[Source data]
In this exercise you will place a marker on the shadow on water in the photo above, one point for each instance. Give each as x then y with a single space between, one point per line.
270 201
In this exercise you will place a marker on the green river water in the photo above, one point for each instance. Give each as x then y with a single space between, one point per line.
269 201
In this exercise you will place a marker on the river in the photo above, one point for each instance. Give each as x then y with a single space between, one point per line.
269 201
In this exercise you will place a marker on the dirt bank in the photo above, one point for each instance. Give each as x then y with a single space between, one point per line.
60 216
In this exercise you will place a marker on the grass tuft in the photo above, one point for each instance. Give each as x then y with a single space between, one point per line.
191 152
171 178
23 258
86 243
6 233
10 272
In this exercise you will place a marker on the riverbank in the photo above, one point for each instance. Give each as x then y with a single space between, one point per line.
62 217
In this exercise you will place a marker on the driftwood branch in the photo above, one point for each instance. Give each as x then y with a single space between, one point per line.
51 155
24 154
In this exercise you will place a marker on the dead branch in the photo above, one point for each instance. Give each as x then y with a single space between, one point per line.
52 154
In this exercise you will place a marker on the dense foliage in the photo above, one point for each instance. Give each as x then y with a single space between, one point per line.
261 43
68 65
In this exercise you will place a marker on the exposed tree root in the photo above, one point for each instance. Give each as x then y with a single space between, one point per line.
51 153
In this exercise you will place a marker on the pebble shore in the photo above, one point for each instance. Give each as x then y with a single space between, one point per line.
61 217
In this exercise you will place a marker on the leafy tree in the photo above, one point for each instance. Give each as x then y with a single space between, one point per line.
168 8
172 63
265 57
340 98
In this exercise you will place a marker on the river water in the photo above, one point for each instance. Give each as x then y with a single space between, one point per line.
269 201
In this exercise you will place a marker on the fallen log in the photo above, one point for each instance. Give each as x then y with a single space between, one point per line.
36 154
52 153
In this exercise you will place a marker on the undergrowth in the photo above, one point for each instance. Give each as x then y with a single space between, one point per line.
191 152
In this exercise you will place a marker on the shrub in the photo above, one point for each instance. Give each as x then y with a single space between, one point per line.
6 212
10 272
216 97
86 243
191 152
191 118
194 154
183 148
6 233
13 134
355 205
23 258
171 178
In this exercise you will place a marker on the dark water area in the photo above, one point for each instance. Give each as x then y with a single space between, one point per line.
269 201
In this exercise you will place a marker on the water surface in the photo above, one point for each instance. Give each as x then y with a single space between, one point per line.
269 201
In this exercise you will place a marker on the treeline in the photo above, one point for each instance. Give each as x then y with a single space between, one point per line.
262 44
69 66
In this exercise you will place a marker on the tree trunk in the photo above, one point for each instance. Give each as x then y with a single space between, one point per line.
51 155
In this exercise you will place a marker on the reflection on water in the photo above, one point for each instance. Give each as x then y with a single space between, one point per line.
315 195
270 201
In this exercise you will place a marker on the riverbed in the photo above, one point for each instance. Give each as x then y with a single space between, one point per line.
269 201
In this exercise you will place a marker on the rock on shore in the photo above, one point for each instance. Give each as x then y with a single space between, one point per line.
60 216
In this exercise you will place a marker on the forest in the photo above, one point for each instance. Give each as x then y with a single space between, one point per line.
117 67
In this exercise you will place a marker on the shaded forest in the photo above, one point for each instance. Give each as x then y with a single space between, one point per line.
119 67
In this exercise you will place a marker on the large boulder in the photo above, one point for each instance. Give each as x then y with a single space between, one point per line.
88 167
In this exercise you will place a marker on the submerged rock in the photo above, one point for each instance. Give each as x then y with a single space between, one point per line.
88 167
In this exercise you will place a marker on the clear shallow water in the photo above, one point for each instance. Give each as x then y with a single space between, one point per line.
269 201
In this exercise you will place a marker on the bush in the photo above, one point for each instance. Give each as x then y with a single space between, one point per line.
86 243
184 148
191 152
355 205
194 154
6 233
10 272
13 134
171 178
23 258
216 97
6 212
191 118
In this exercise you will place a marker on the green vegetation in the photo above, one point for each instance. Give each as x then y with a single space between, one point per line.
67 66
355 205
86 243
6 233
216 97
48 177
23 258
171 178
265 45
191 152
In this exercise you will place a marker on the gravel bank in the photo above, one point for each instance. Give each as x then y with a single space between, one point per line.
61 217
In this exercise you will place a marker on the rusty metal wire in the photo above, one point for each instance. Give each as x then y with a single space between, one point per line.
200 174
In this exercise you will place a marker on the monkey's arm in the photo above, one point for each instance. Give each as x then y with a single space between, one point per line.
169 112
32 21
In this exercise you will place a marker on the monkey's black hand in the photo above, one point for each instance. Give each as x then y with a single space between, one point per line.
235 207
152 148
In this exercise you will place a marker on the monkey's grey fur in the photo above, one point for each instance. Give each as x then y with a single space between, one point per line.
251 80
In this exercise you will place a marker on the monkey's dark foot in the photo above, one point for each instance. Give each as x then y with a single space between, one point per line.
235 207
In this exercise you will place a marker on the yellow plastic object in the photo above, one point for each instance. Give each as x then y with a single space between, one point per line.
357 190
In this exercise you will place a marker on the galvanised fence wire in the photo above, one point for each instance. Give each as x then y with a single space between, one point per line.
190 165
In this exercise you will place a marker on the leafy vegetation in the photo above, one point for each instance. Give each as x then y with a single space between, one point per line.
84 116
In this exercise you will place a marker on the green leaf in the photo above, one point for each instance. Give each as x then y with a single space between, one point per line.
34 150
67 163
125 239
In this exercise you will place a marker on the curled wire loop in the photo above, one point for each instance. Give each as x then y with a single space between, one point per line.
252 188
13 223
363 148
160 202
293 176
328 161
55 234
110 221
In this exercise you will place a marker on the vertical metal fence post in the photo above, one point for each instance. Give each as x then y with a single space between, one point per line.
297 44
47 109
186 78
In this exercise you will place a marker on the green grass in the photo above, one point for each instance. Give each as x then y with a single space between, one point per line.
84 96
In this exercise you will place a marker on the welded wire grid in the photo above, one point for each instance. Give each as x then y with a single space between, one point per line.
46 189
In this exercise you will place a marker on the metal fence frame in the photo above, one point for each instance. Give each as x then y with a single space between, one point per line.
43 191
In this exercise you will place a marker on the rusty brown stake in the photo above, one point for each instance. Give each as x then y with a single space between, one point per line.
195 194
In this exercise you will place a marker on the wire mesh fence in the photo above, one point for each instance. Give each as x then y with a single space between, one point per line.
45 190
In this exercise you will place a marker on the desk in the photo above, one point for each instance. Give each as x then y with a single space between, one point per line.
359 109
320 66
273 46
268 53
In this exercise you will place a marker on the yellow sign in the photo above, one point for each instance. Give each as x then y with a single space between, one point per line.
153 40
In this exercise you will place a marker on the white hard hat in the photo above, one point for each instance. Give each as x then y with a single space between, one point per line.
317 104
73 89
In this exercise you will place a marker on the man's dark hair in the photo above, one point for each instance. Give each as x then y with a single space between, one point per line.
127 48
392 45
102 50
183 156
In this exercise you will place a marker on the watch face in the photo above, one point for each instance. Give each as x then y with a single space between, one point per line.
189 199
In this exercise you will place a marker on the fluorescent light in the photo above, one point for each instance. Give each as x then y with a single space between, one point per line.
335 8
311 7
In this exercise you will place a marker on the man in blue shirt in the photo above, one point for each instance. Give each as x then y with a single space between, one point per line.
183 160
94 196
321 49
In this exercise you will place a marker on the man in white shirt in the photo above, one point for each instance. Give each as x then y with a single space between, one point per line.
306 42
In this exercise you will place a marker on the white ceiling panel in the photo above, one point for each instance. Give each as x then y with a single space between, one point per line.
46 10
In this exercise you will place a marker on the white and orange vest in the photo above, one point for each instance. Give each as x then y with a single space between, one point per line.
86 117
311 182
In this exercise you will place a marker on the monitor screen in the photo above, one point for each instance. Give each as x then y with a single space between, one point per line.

Problem to solve:
Copy out every entry again, exactly as it was given.

The solution:
In this exercise you will place a marker on the shadow on water in the photo above, one point for each instance. Give each as x then y with a single space between, one point per line.
270 201
In this exercise you will place a marker on the green river water in the photo above, one point for each instance. Give each as x then y with a single space between, one point per line.
269 201
In this exercise you will place a marker on the river in the photo above, one point for each instance. Give each as x then y with a single space between, one point per line.
269 201
In this exercise you will place a marker on the dirt bank in the photo above, one point for each instance. Give each as x then y with a single space between, one point per line.
60 216
In this exercise you will place a marker on the grass tuft in the photo above, one point for each instance. Give each as x then y with a single space between, one point per line.
191 152
171 178
23 258
86 243
6 233
10 272
In this exercise you will place a marker on the riverbank in the photo above, one point for each instance. Give each as x then y with a single space between, one point per line.
62 217
In this exercise you will place a marker on the driftwood branch in the photo above, one point for each instance. Give each as x then y with a single space between, one point per line.
51 155
24 154
In this exercise you will place a marker on the dead branch in the photo above, one point for each instance. Give each as x then y with a single space between, one point per line.
52 154
In this exercise you will place a marker on the dense foliage in the photo above, one point for each instance. Give each as x then y with a single space between, one point per line.
261 43
68 65
In this exercise you will place a marker on the exposed tree root in the photo above, one point for each instance. Give each as x then y with a single space between, one point per line.
51 153
In this exercise you will place a marker on the pebble shore in the photo above, one point for each instance. Give each as x then y with a single space between, one point per line.
61 217
In this exercise you will place a marker on the leafy tree in the photo above, one point for each instance. Give each as x then y with a single space between, one point per line.
168 8
172 63
265 57
340 98
In this exercise you will place a marker on the river water in the photo above, one point for each instance. Give each as x then y with a single space between, one point per line.
269 201
In this exercise you will place a marker on the fallen log in the photo above, one point for each instance. Give each as x then y with a single space between, one point per line.
36 154
52 153
In this exercise you will place a marker on the undergrowth in the photo above, one point for each instance. Give each as x then y with a single space between, one point per line.
191 152
In this exercise you will place a marker on the shrub in the photo above, one point for each instance. Give each as x then y with a single space between, one point per line.
6 212
10 272
216 97
86 243
191 152
191 118
194 154
183 148
6 233
13 134
355 205
23 258
171 178
In this exercise you will place a marker on the dark water area in the photo above, one point for each instance. Give each as x then y with a single space between, one point per line.
269 201
In this exercise you will place a marker on the water surface in the photo above, one point for each instance. Give each as x then y with a single space between, one point per line.
269 201
In this exercise you will place a marker on the treeline in the photo above, one point for each instance. Give each as x then y with a single space between, one point per line.
262 44
69 66
In this exercise you will place a marker on the tree trunk in the photo above, one point for each instance. Give each as x then y with a single space between, one point per line.
51 155
In this exercise you will place a marker on the reflection on water in the photo above, one point for each instance. Give each as x then y with a single space between, one point per line.
315 195
270 201
In this exercise you will place a marker on the riverbed in the photo above, one point for each instance. Give each as x then y with a single space between, one point per line.
269 201
In this exercise you will place a marker on the rock on shore in the photo above, one point for each instance. Give each as x then y with a single space between, one point per line.
60 216
In this exercise you will place a marker on the forest in the photo above, one point for each instance. Give each as x then y with a single space between, one point per line.
117 67
In this exercise you will place a marker on the shaded forest in the photo above, one point for each instance. Give each as x then y with a single space between, one point per line.
119 67
In this exercise you will place a marker on the large boulder in the photo above, one point for each instance. Give each as x then y with a single space between, one point per line.
88 167
In this exercise you will place a marker on the submerged rock in the photo above, one point for each instance. Give each as x then y with a single space between, one point per line.
88 167
In this exercise you will place a marker on the clear shallow water in the photo above, one point for each instance. Give each as x then y with a single space between, one point per line.
269 201
In this exercise you will place a marker on the bush in the photo above, one point for each instance. Give each as x then y with a single space between, one point per line.
86 243
184 148
191 152
355 205
194 154
6 233
10 272
13 134
171 178
23 258
216 97
6 212
191 118
In this exercise you will place a marker on the green vegetation in the photo above, one point for each instance. Give each as x then y with a single space between, one point per line.
67 66
355 205
86 243
6 233
216 97
48 177
23 258
171 178
265 45
191 152
In this exercise you will place a marker on the gravel bank in the photo above, one point for each instance. Give each as x then y with a single space between, one point per line.
61 217
In this exercise you will place a marker on the rusty metal wire in the photo above, one point for each instance. Give each as x then y with a single space between, one point per line.
200 174
In this exercise you will place a marker on the monkey's arm in the photo above, one point for each instance. Give each as x then y with a single space between, one point per line.
169 112
32 21
In this exercise you will place a marker on the monkey's black hand in the photo above, one point for each instance. Give each as x then y with a single space between, one point per line.
235 207
152 148
In this exercise you will place a marker on the monkey's grey fur in the photo above, one point for each instance. Give each as x then y with a single space between, one point per line.
251 80
In this exercise you will place a marker on the monkey's dark foot in the photo above, one point for each instance. Give each as x then y with a single space between, one point per line.
235 207
In this exercise you will place a marker on the yellow plastic object in the photo above, one point for each instance. Give each as x then y with a single space between, one point per line.
357 190
In this exercise you will place a marker on the galvanised fence wire in the photo above, one point for each instance. Give each as x then y with a single space between, one point per line.
190 165
In this exercise you will place a marker on the leafy vegetation in the photo above, one point for each instance. Give each as x then y with a single space between, one point per line.
84 116
In this exercise you will place a marker on the green leaf in the photo above, one point for each instance. Give each as x then y with a single space between, one point per line.
34 150
67 163
125 239
In this exercise you will place a marker on the curled wire loop in the photo above, one point for each instance. Give each as x then y with a single space between, one point per line.
252 188
13 223
363 148
160 202
293 176
328 161
55 234
110 221
In this exercise you will place a marker on the vertical metal fence post in the photo above, one point for each instance. Give each as x then y with a single space between, one point per line.
297 44
47 109
186 78
In this exercise you will place a marker on the green grass in the photo above, one point for each instance. Give each as x then y with a single space between, one point per line.
84 96
In this exercise you will place a marker on the welded wire grid in the photo above, one point for each instance. Give each as x then y with a single space between, one point per line.
46 189
In this exercise you will place a marker on the metal fence frame in the photo above, one point for each instance. Give each as x then y with a single space between, one point per line.
43 191
In this exercise you will place a marker on the rusty brown stake in the photo above, one point for each instance. Give each as x then y with a single space between, one point per line.
195 194
In this exercise you will place a marker on the wire mesh fence in the photo above, one point for each instance. Give each as x then y with a single space between, one point per line.
45 190
In this exercise you will place a marker on the desk in the photo above, one point for each instance. Give each as x then y with a single space between, one point per line.
359 109
320 66
273 46
268 53
In this exercise you will place a marker on the yellow sign in the photo above, one point for each instance. Give each as x then y with a single space between, one point per line.
153 40
In this exercise you will place a marker on the white hard hat in the photo above, one point for each instance. Give each as x then y with a single space between, one point per line.
317 104
73 89
In this exercise you will place a marker on the man's dark hair in the photo above, one point for each instance. Give each as x then y with a single space between, one point per line.
127 48
392 45
102 50
183 156
In this exercise you will place a marker on the watch face in the photo above, one point for each instance. Give each as x then y with a single space between, one point per line.
189 199
In this exercise you will place a marker on the fluorescent light in the photo above, one point for each instance. Give each as x then y with a single space between, one point per line.
335 8
311 7
In this exercise you will place a marker on the man in blue shirt in the photo above, one point for each instance. Give each as x then y with a single space between, one point per line.
183 160
94 196
321 49
In this exercise you will place a marker on the man in white shirt in the photo above, one point for each instance. Give each as x then y with a single space between, one point per line.
306 42
In this exercise you will place a marker on the white ceiling panel in the photo above, one point for each instance. Give each as x then y with a single space between, one point per line.
46 10
In this exercise you will place a marker on the white and orange vest in the photo above, one point for each instance. Give each as x then y with a single space between, one point per line.
86 117
311 182
In this exercise you will place a marker on the monitor screen in the photo above, one point for each instance. Give each as x then y with a single space between, one point per line.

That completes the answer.